Data supplied:
= Beginning of Section =
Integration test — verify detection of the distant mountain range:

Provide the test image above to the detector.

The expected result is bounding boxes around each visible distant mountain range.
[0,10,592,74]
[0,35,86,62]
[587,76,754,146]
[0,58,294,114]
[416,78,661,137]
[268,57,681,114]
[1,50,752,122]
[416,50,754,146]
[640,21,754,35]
= End of Section =
Work task:
Only the lines from the one holding "Provide the test image above to the detector." through the end of the listing should be given again, exactly and with both ends included.

Result:
Provide the test image above to the detector.

The expected result is bounding boxes around each visible distant mountain range.
[0,10,592,74]
[0,35,86,62]
[587,76,754,146]
[0,58,294,114]
[416,78,661,137]
[268,57,681,114]
[1,50,752,122]
[416,50,754,146]
[640,21,754,35]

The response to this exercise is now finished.